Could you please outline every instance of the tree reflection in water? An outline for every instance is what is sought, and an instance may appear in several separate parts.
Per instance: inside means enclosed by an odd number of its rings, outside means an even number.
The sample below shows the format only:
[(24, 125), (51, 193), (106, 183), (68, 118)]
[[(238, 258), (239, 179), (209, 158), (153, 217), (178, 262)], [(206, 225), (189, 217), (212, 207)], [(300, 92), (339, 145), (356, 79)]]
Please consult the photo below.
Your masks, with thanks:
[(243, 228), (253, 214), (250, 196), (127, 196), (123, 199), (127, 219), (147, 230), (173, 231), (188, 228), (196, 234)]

--

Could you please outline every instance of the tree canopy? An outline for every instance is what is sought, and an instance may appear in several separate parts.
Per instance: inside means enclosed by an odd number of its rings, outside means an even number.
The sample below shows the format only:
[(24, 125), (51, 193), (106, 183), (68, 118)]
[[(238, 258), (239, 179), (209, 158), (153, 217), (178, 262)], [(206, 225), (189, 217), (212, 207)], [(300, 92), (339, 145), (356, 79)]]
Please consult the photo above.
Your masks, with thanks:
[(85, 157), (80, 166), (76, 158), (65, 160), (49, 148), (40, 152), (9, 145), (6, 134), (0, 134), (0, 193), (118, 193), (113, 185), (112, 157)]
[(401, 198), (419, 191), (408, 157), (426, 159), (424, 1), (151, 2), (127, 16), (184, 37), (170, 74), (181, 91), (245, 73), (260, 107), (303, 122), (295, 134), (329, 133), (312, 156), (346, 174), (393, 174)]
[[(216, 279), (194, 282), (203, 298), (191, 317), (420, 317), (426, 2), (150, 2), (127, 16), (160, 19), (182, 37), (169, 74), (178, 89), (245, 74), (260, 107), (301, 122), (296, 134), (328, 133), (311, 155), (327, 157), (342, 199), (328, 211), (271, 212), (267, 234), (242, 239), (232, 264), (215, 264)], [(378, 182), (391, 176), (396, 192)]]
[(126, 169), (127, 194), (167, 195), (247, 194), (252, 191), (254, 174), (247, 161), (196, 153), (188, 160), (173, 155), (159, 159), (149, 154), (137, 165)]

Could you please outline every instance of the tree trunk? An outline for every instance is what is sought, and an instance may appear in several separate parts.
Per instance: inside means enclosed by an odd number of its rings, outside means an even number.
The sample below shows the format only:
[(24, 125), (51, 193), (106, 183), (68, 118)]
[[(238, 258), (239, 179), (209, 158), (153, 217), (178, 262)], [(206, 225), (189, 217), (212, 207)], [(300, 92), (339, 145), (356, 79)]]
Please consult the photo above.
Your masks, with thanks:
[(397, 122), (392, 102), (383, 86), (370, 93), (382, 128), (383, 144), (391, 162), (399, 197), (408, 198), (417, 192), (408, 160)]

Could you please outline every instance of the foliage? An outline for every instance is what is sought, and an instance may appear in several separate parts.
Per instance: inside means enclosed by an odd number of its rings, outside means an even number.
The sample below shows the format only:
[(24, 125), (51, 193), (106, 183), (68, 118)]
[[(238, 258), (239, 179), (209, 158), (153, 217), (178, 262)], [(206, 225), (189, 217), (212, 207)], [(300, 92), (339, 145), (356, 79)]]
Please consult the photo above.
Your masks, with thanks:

---

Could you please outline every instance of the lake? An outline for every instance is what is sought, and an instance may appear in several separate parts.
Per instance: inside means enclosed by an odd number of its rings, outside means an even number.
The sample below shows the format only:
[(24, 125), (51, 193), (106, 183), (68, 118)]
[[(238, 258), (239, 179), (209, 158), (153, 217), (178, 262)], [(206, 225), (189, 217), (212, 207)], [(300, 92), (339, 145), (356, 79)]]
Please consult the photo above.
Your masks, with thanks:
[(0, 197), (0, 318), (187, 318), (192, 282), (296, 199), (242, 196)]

== Exercise task ==
Copy the lines of the records above without any change, starting with the line that contains "Could you please outline every instance of the tree canopy?" and going on through the line that contains "174), (393, 174)]", with both of those lines included.

== Task output ==
Could you please outline every instance of the tree canopy? An outline for every instance is what is sought, and an instance may appear in several separate parts.
Per instance: inside means enclosed by an odd number of its rings, outside means an even number.
The sample below shows the format only:
[(24, 125), (51, 193), (106, 183), (68, 118)]
[[(238, 258), (239, 179), (209, 158), (153, 217), (178, 262)], [(206, 225), (189, 217), (212, 207)], [(300, 92), (339, 145), (356, 79)]]
Please consult the photo above.
Your masks, with thanks:
[(85, 157), (80, 166), (76, 158), (65, 160), (49, 148), (40, 152), (9, 145), (6, 134), (0, 134), (0, 193), (118, 193), (113, 185), (112, 157)]
[(401, 198), (419, 191), (408, 157), (426, 159), (424, 1), (151, 2), (127, 16), (184, 37), (170, 74), (181, 91), (245, 73), (260, 107), (303, 122), (295, 134), (329, 133), (312, 156), (346, 174), (393, 174)]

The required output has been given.